▶ _DIRECTION_:
Filter the lines below, keeping only those that contain the string "inset", and copy each one out. Matching is case-sensitive.

▶ _DATA SECTION_:

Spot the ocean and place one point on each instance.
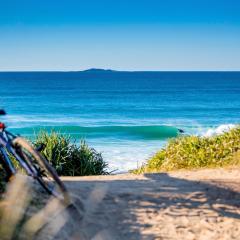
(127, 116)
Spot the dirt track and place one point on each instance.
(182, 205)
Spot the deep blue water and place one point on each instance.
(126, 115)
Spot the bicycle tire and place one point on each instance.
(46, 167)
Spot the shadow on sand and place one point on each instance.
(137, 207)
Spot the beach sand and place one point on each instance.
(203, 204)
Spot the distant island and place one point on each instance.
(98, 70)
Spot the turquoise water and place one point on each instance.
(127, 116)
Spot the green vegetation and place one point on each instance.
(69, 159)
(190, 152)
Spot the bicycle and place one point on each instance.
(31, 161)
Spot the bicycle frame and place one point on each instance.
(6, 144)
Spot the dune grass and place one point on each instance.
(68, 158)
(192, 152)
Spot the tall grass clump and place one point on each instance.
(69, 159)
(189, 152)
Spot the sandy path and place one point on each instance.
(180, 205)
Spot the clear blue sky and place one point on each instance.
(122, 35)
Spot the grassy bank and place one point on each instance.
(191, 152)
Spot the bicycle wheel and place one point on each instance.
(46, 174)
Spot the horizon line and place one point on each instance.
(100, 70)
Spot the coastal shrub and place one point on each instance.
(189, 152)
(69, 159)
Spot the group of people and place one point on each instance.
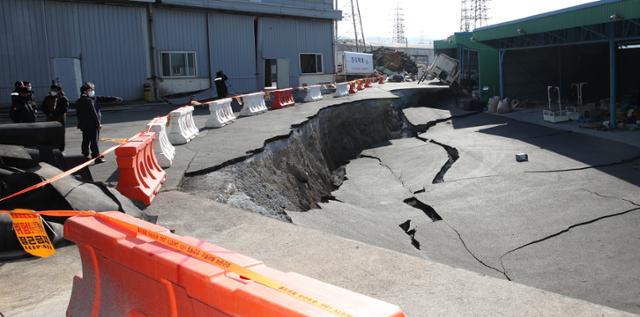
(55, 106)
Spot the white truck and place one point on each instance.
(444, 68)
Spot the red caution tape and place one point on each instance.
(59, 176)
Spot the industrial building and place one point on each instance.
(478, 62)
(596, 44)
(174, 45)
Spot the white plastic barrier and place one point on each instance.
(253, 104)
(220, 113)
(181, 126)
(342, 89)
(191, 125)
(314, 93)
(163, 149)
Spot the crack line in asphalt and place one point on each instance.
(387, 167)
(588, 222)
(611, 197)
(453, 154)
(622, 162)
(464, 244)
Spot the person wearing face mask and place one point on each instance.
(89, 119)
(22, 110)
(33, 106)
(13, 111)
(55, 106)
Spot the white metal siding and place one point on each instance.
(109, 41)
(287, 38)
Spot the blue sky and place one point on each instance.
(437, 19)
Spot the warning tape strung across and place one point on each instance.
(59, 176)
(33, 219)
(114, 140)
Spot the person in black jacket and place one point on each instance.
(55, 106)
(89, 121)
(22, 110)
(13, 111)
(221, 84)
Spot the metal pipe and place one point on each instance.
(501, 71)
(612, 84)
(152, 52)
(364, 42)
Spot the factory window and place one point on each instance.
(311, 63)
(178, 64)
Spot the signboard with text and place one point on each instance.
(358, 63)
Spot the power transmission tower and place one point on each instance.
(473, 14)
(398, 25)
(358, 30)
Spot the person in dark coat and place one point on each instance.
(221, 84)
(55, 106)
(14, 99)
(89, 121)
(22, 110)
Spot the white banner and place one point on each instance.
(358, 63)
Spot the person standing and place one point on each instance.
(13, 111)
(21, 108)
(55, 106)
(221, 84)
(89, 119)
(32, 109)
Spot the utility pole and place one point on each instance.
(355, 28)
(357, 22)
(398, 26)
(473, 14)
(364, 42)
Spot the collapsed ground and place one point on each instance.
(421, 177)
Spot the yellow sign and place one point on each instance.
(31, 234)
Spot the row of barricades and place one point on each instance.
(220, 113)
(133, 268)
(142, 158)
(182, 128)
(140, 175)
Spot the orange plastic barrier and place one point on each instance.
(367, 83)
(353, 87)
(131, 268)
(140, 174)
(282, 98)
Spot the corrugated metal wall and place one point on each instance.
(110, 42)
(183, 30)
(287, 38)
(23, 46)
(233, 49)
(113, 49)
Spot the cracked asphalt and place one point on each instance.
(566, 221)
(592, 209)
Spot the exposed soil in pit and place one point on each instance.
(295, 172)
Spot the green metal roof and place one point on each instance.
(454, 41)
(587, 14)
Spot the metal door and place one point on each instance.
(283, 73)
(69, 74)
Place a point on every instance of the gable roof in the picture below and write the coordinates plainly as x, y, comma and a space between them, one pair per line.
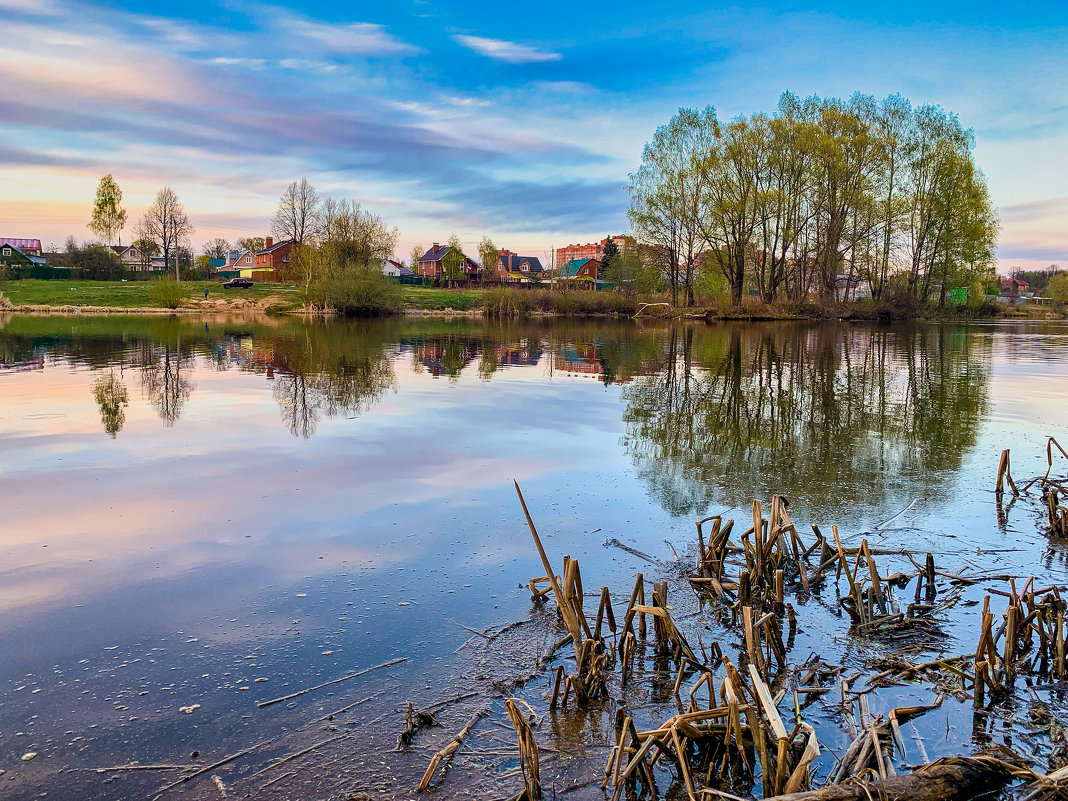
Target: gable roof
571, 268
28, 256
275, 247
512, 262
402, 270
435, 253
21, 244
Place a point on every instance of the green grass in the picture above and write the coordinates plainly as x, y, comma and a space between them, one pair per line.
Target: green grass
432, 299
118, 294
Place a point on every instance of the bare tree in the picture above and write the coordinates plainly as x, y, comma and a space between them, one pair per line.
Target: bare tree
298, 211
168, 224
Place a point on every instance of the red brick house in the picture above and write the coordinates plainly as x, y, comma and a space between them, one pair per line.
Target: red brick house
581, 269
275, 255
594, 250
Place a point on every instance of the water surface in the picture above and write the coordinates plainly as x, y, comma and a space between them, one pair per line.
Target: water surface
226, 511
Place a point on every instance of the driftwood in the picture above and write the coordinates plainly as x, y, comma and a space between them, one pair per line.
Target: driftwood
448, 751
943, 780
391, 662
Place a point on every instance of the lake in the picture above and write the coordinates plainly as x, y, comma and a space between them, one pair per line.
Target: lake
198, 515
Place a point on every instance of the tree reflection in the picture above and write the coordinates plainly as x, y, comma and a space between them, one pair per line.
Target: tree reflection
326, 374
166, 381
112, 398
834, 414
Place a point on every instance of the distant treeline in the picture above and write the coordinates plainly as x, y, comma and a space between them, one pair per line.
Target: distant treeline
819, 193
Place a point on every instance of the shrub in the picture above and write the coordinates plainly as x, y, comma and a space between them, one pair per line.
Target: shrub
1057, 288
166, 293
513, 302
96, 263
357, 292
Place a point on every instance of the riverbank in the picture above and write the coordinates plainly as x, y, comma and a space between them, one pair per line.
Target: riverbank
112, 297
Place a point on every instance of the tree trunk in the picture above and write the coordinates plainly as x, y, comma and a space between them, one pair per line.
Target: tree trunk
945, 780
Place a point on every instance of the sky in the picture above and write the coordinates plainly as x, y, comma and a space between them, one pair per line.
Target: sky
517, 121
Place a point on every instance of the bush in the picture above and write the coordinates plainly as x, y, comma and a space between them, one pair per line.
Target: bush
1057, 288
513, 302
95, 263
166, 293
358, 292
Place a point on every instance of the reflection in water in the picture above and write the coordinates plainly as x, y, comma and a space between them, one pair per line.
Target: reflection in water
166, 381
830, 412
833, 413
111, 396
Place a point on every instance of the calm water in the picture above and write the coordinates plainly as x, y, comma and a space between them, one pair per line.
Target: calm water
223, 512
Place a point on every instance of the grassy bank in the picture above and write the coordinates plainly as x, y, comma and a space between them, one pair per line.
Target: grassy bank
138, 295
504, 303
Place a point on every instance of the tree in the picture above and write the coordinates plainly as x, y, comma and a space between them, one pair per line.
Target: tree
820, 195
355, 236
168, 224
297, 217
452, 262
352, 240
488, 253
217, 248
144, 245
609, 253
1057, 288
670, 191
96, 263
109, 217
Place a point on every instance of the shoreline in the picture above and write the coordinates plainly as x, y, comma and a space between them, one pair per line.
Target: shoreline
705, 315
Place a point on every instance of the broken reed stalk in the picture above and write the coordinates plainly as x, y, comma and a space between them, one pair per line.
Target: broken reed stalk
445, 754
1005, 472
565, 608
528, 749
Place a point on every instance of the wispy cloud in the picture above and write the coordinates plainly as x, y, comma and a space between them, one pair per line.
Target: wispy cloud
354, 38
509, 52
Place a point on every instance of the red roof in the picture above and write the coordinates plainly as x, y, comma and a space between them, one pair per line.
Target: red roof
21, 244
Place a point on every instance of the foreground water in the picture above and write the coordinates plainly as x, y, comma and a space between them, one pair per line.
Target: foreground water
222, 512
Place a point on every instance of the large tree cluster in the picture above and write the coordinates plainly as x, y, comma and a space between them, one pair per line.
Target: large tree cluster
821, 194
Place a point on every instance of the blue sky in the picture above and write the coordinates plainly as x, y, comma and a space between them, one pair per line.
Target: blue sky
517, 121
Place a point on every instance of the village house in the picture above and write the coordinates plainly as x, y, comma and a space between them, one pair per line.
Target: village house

--

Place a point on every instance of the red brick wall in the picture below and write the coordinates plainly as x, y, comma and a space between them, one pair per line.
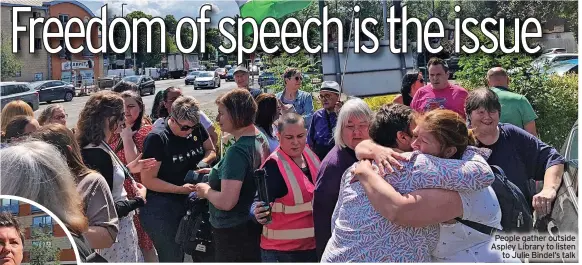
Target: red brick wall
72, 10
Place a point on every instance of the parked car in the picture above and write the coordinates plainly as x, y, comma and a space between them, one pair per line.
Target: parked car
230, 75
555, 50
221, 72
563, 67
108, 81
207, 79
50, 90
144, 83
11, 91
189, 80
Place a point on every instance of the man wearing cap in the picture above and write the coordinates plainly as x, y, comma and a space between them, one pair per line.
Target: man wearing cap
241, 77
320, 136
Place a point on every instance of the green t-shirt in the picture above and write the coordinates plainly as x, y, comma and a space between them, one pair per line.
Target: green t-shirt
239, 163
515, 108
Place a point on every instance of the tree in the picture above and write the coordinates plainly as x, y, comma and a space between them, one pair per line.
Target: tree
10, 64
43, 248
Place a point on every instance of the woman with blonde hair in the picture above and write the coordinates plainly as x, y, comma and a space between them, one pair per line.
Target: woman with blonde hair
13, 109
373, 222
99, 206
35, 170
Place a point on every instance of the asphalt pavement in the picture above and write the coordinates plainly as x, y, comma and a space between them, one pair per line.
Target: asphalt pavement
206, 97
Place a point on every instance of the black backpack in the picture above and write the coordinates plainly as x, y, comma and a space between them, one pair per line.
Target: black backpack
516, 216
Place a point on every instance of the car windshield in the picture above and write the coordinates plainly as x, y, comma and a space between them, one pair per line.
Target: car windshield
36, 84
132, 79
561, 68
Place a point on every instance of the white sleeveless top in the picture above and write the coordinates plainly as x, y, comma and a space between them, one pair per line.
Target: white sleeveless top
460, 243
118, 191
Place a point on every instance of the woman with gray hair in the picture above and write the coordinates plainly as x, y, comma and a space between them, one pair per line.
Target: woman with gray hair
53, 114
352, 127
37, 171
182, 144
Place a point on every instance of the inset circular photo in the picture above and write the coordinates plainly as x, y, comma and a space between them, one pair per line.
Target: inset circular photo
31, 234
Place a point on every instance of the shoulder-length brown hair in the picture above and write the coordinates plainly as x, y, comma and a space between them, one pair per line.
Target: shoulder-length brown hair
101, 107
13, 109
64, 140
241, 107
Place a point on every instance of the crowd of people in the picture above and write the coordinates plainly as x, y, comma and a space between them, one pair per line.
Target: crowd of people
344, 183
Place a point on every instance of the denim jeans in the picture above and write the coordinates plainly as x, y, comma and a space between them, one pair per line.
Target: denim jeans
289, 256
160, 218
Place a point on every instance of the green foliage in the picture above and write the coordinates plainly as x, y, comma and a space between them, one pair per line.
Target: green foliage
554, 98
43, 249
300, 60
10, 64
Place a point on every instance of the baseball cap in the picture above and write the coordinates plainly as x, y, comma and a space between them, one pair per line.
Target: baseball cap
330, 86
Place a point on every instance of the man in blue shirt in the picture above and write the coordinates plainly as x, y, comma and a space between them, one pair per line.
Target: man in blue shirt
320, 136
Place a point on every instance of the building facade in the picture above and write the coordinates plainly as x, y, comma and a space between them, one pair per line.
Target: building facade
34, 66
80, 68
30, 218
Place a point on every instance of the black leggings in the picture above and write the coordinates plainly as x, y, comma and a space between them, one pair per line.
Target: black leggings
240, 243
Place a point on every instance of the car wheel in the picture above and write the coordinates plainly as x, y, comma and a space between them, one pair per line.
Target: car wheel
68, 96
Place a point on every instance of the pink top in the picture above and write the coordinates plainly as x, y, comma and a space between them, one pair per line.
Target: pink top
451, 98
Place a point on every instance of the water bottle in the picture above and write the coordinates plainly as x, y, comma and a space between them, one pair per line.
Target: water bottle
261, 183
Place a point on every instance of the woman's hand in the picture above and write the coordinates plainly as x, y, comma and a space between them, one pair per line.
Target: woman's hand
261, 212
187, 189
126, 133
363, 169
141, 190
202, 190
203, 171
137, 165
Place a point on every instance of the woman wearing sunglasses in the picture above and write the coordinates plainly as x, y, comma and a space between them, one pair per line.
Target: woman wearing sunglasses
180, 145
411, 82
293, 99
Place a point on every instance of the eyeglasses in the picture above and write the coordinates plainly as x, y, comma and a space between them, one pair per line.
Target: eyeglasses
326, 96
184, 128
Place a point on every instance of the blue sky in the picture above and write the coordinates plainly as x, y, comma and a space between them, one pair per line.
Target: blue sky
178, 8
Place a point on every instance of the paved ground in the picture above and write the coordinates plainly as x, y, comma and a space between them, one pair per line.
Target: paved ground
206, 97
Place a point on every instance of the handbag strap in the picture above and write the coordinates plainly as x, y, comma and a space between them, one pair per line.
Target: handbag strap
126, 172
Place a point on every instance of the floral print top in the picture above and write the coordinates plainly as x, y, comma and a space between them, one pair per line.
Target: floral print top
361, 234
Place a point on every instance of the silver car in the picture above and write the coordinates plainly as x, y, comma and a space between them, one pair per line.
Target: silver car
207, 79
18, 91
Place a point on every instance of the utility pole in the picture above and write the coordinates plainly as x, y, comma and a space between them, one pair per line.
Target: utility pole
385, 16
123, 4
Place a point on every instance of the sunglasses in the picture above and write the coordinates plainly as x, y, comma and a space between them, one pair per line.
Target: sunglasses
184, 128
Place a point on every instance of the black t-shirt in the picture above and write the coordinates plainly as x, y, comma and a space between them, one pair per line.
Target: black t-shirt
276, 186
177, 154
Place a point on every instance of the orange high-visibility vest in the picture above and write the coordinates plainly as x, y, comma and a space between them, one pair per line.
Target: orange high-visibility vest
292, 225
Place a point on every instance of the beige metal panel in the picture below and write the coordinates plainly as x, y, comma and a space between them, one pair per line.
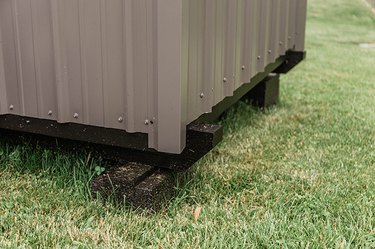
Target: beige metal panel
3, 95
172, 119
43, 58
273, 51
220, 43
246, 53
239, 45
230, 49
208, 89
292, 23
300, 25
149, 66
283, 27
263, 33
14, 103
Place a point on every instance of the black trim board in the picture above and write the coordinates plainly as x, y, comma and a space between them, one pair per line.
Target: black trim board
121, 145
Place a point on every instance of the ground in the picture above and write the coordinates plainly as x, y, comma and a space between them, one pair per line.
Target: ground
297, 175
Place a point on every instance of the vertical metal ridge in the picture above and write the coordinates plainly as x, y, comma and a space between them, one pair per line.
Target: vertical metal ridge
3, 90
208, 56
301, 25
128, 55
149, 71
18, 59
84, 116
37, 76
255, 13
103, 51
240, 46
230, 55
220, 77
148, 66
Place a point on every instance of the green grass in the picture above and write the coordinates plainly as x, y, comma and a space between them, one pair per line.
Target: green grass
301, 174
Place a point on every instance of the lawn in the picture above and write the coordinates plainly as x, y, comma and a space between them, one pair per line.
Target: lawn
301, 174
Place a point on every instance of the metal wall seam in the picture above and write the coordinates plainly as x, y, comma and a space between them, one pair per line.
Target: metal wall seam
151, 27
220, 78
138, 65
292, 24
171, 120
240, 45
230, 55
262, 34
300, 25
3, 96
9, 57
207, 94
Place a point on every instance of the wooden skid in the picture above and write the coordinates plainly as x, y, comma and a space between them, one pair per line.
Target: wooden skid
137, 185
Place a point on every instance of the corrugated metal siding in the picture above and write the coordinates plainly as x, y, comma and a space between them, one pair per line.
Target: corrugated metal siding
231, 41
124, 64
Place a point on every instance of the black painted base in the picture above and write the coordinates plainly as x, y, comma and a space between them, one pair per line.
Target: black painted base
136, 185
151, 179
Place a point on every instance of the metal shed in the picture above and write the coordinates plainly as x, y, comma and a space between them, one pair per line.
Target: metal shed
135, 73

▶ _ANSWER BELOW_:
Place a point on every instance of the inset circular photo in the picture above and write the coordinates plainly as x, y, comma and a space between them, one pair per line.
Target: inset circular photo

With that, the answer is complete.